### Dataset records

--------------------

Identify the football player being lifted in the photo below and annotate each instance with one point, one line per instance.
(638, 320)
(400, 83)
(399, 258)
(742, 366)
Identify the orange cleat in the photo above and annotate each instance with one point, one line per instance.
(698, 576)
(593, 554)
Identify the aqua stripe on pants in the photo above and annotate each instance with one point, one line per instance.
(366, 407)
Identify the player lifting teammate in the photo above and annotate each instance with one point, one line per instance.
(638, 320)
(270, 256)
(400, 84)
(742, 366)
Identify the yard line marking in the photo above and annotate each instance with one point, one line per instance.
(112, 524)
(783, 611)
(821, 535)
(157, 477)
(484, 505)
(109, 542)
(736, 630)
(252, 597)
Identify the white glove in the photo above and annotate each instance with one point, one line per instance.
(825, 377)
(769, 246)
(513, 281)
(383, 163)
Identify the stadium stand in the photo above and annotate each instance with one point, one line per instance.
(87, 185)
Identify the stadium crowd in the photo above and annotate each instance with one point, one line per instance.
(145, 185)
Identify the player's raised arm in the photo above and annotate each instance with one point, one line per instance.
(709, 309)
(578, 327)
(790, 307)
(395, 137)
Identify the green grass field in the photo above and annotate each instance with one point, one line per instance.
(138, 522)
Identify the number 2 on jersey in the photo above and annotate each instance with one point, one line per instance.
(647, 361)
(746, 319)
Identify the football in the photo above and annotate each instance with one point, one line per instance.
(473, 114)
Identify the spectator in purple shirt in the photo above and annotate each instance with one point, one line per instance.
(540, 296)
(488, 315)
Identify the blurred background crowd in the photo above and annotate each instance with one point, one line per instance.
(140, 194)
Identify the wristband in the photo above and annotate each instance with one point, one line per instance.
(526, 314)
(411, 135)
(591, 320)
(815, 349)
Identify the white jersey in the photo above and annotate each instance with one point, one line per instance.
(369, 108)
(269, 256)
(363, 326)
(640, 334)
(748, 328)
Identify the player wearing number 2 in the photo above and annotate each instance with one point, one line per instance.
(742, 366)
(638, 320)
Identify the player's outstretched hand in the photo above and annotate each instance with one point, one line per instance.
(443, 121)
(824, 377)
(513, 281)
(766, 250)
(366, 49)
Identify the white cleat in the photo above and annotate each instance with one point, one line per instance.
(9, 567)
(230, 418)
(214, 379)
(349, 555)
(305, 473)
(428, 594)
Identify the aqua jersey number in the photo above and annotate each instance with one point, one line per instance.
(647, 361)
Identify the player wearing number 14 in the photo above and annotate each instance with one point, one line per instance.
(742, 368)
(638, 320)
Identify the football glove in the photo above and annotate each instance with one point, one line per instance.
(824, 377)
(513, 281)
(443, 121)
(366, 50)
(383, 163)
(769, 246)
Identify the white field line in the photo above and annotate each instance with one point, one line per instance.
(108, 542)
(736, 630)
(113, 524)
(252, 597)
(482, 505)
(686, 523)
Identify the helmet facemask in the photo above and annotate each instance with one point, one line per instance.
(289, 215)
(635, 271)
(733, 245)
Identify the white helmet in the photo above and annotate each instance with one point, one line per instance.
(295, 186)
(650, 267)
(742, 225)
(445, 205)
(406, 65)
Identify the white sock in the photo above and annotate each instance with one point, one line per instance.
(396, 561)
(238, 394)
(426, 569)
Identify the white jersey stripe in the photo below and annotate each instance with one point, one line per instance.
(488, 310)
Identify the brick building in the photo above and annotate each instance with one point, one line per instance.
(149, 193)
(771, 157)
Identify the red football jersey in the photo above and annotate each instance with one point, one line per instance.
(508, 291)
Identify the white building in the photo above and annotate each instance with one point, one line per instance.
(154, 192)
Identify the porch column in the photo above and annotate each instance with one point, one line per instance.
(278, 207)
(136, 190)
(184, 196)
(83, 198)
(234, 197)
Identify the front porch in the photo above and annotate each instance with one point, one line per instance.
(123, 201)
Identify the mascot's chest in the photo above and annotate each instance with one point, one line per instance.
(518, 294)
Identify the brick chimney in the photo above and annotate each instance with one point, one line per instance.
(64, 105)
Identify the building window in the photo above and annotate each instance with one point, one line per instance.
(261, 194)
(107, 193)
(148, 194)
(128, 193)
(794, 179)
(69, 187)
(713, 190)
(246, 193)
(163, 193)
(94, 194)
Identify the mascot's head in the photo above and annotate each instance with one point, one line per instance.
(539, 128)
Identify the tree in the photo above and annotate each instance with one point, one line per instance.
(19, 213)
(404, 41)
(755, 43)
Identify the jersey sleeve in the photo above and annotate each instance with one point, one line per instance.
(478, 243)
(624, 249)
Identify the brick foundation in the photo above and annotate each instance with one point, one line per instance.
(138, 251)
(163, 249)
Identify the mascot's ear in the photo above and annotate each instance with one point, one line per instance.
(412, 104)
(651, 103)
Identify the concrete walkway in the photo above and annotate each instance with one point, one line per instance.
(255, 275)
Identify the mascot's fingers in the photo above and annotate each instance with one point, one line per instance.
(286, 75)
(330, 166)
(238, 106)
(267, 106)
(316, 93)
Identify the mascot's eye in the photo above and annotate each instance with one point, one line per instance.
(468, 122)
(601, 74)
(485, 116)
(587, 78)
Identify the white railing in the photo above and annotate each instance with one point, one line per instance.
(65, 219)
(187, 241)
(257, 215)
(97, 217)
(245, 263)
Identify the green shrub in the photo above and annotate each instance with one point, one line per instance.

--------------------

### Exercise requirements
In full and word for word, set down the records shown above.

### Solution below
Identify the football player being lifted in the photo below and annotate each instance with one point, one line per instance.
(638, 320)
(400, 83)
(399, 258)
(742, 366)
Identify the orange cleat in the photo above and annotate each instance with one point, one line per instance.
(698, 576)
(593, 554)
Identify the aqua stripe on pants in the photo above and annotate each instance with one point, one line per instance.
(366, 407)
Identify the player lifting teammate in the photo above and annotate each instance with one point, one line per instance.
(638, 320)
(270, 256)
(400, 84)
(742, 366)
Identify the yard line marking in the photo above and annotate each instance with one point, one line per instance.
(112, 524)
(783, 611)
(821, 535)
(157, 477)
(484, 505)
(109, 542)
(736, 630)
(252, 597)
Identify the white glove in the photo above and annotate each instance with one point, one line per instance.
(825, 377)
(769, 246)
(513, 281)
(383, 163)
Identify the stadium stand in the photo above and annotate each instance with one point, one line per instance.
(87, 185)
Identify the stadium crowd in the photo above and annotate each instance with one point, one line per instance.
(145, 185)
Identify the player's raised arm in the photo above and annotate each instance with one point, one line per instance.
(709, 309)
(578, 327)
(790, 307)
(395, 137)
Identify the green grass field in the photo above and annotate each instance with one point, one line per instance.
(138, 522)
Identify the number 2 on jersey in the photo above and annotate each instance with one point, one line per instance.
(647, 361)
(746, 319)
Identify the football in the photo above and annotate each instance with one point, one line per instance.
(473, 114)
Identify the spectator in purple shirt in the photo above and annotate each instance with one point, one line per instance.
(540, 296)
(488, 315)
Identify the blurred background crowd in the photo above and annotate each instance with one point, one line per instance.
(140, 194)
Identify the wristband in the photo above and annotate each instance with one point, one line per instance.
(526, 314)
(411, 135)
(591, 320)
(815, 349)
Identify the white jersey in the photo above and annotate each instance with one point, one line per instance.
(369, 108)
(269, 256)
(363, 326)
(640, 334)
(748, 328)
Identify the player wearing number 2 in the photo above and annotate each instance with one point, one line per instance.
(742, 366)
(638, 320)
Identify the player's outstretched hand in the photo above and annotate each instance with one point, one line per instance.
(443, 121)
(824, 377)
(513, 281)
(766, 250)
(366, 49)
Identify the white cleat in the photo above and annotate each instance with one point, one line per instance.
(9, 567)
(230, 418)
(214, 379)
(349, 555)
(305, 473)
(428, 594)
Identify the aqua jersey number in the photo above and annotate each instance with one point, one line per instance.
(647, 361)
Identify the player wearing number 14 in the photo above and annotate each instance with one point, one line per instance.
(742, 368)
(638, 320)
Identify the football glove in the photo above and annotate each instance with one point, one line per instance.
(824, 377)
(513, 281)
(443, 121)
(366, 50)
(383, 163)
(769, 246)
Identify the white field line in the photo above and annotate each instance with one point, one line per instance.
(108, 542)
(736, 630)
(113, 524)
(252, 597)
(482, 505)
(686, 523)
Identify the helmet facemask in the photo above and annotate each instance with one point, one line per instance.
(289, 215)
(635, 271)
(733, 245)
Identify the white helmet in the photo above and annotate each instance with one point, one line per instance.
(295, 186)
(650, 267)
(742, 225)
(445, 205)
(406, 65)
Identify the white sock in the photo above and annotate each instance with one point, one line per instance.
(396, 561)
(238, 394)
(426, 569)
Identify the white jersey stripe in the photo below and annotate each instance with one point, one line per instance.
(488, 310)
Identify the brick building in the photo above and annotate each instance with one point, one line per instance.
(149, 193)
(771, 157)
Identify the red football jersey in the photo above and annotate each instance with one point, one line per instance.
(508, 291)
Identify the white building in the photo above and annotate each instance with one point, one line per instance.
(154, 192)
Identify the porch column in the photo above and annotate each instance with one point, one line per instance.
(278, 207)
(136, 190)
(184, 196)
(83, 198)
(234, 197)
Identify the front porch in the photo above and annotate each instance with one point, one line per instance.
(123, 201)
Identify the mascot's chest in the photo above and annotate each instance with one point, one line per instance.
(518, 294)
Identify the brick chimney in the photo above and annotate each instance with one point, one line per instance.
(64, 105)
Identify the building window in the photo above and annotate each instance with one point, one line per instance.
(261, 194)
(107, 193)
(148, 194)
(128, 193)
(794, 179)
(69, 187)
(713, 190)
(246, 193)
(163, 193)
(94, 194)
Identify the mascot's head in the photo above and annotate each instance with one point, one line per instance.
(539, 128)
Identify the tree in the photo above and annotate each instance with one point, one line per instance.
(19, 213)
(404, 41)
(755, 43)
Identify the jersey sleeve in the photo above and annotate each instance with one point, one line per instance.
(478, 243)
(624, 249)
Identify the brick foundation in the photo above and annotate each instance with one point, one line per instance.
(138, 251)
(163, 249)
Identify the mascot's ear in the photo above and annotate each instance with one point, one line per instance.
(412, 104)
(651, 103)
Identify the concrete walkway in the photo above and annotate each instance with one point, one line per instance.
(255, 275)
Identify the mascot's fingers in the photo above and annotate each instance with one point, one line per instance.
(286, 75)
(330, 166)
(238, 106)
(267, 106)
(316, 93)
Identify the mascot's eye in the photo above and annotate each instance with one point, one line per instance.
(468, 122)
(601, 74)
(485, 116)
(587, 78)
Identify the white railing in the photo above and annotate each instance with one point, one line per instance.
(65, 219)
(187, 241)
(257, 215)
(97, 217)
(245, 263)
Identify the green shrub in the photo above and annotate each instance with one point, one line per instance.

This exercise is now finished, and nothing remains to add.